Task instructions → Each entry that appears below should be restated exactly as it is.

-- Opening Marker --

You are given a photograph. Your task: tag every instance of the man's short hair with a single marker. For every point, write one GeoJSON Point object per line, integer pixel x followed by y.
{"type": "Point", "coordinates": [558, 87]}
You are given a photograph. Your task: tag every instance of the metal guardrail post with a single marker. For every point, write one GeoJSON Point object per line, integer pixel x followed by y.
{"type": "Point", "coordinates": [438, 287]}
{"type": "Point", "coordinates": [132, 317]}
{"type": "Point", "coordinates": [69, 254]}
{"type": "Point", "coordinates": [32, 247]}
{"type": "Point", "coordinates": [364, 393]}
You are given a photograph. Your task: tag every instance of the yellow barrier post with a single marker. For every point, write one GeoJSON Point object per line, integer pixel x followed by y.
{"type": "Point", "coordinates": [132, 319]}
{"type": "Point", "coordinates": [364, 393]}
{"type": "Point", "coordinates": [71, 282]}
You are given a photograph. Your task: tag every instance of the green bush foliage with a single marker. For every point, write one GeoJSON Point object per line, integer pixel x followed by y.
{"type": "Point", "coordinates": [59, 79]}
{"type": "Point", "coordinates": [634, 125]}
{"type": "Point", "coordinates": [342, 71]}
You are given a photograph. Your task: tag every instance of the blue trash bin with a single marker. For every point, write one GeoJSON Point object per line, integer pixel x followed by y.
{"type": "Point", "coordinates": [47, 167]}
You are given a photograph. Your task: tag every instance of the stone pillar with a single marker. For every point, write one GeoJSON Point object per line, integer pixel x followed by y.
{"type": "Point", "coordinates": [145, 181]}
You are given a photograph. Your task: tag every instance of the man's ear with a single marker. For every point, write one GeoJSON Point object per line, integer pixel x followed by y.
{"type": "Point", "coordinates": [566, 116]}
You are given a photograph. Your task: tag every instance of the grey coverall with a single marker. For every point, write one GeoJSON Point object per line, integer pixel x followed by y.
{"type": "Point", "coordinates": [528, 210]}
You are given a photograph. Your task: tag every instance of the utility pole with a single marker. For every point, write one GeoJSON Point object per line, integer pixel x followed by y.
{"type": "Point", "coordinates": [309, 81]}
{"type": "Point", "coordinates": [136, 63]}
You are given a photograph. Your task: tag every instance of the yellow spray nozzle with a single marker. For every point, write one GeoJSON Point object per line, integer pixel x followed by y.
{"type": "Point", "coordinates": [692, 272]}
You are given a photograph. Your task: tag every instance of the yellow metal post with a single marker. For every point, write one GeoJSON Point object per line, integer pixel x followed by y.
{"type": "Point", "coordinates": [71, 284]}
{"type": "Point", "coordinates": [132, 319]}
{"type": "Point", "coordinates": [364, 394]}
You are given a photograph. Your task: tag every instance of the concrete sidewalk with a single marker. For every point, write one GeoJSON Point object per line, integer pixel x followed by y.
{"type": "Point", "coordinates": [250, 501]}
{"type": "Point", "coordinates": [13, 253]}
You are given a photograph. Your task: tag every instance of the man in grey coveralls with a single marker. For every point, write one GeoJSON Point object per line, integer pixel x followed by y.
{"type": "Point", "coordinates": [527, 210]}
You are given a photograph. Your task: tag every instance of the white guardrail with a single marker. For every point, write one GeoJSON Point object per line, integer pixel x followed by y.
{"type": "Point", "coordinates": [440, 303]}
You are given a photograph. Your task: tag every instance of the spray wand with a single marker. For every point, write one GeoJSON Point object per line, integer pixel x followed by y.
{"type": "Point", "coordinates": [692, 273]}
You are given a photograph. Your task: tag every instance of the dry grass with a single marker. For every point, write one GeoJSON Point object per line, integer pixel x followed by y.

-- Closing Marker --

Result →
You are given a photograph. Your task: tag every instance of the man's short hair with a single marker. For every point, write one GeoJSON Point object per line, integer pixel x followed by y.
{"type": "Point", "coordinates": [558, 87]}
You are given a photograph. Your task: tag every instance of the metal guardrail post with a single marker. For every point, write one GeoJSON Point object per line, integer pixel x followed by y.
{"type": "Point", "coordinates": [438, 287]}
{"type": "Point", "coordinates": [132, 317]}
{"type": "Point", "coordinates": [69, 254]}
{"type": "Point", "coordinates": [32, 247]}
{"type": "Point", "coordinates": [364, 393]}
You are given a photograph. Your task: tag every instance of the yellow barrier post with a single marker. For every point, write one GeoJSON Point object per line, integer pixel x followed by y.
{"type": "Point", "coordinates": [132, 319]}
{"type": "Point", "coordinates": [364, 393]}
{"type": "Point", "coordinates": [71, 282]}
You are given a photograph. Your task: tag every instance of the green bush foliage with a single marker. For every point, write one GeoJSON Point object per line, integer pixel x followed by y.
{"type": "Point", "coordinates": [59, 79]}
{"type": "Point", "coordinates": [634, 125]}
{"type": "Point", "coordinates": [342, 71]}
You are given a photograph. Your task: tag every instance of the blue trash bin with a single marker. For every point, write one GeoJSON Point object per line, integer pixel x followed by y.
{"type": "Point", "coordinates": [47, 167]}
You are given a photograph. Your task: tag every instance of the stone pillar with a single marker. For every point, write one GeoJSON Point object per line, integer pixel x followed by y.
{"type": "Point", "coordinates": [145, 181]}
You are given a photograph. Your task: tag every instance of the man's ear with a single marker. For every point, write one GeoJSON Point object per line, integer pixel x followed by y.
{"type": "Point", "coordinates": [566, 116]}
You are given a photograph. Your task: tag every instance of the grey coverall with a single marker. For every point, write one GeoJSON Point object per line, integer pixel x followed by y.
{"type": "Point", "coordinates": [528, 210]}
You are given a photograph. Your task: tag every instance of the utility pole with a single marker. For every point, write one GeoJSON Point object per line, integer pixel x followed by y.
{"type": "Point", "coordinates": [309, 81]}
{"type": "Point", "coordinates": [136, 63]}
You are given a photograph. Your task: tag every instance of the yellow spray nozzle with a single marker. For every point, write one GeoJSON Point object per line, integer pixel x followed by y.
{"type": "Point", "coordinates": [692, 272]}
You are given a photograph. Your task: tag every instance of the yellow metal post with a single marker. For every point, write one GeoJSON Point object per line, integer pixel x followed by y.
{"type": "Point", "coordinates": [71, 284]}
{"type": "Point", "coordinates": [132, 319]}
{"type": "Point", "coordinates": [364, 394]}
You are given a photograph. Your task: tag every instance of the concrete sidewalk with a single marker. For every point, write one GeoJSON Point object per line, integer pixel x followed by y.
{"type": "Point", "coordinates": [250, 501]}
{"type": "Point", "coordinates": [13, 253]}
You are given a photograph. Your task: tag every instance of the man in grey coveralls with a single marker. For every point, write one GeoJSON Point object per line, integer pixel x followed by y.
{"type": "Point", "coordinates": [527, 210]}
You are given a photograph. Your task: tag every instance of the white guardrail with a single marker. For every point, write one GeoJSON Point object per line, integer pixel x followed by y.
{"type": "Point", "coordinates": [440, 303]}
You are given a photograph. Your task: tag every instance of the spray wand with a single marker. For every point, write one GeoJSON Point object per line, integer pixel x followed by y.
{"type": "Point", "coordinates": [692, 273]}
You are given a photograph. Your task: tag every instance of the dry grass with a single marker. For every point, write one GeoJSON Point object per line, integer pixel x followed by y.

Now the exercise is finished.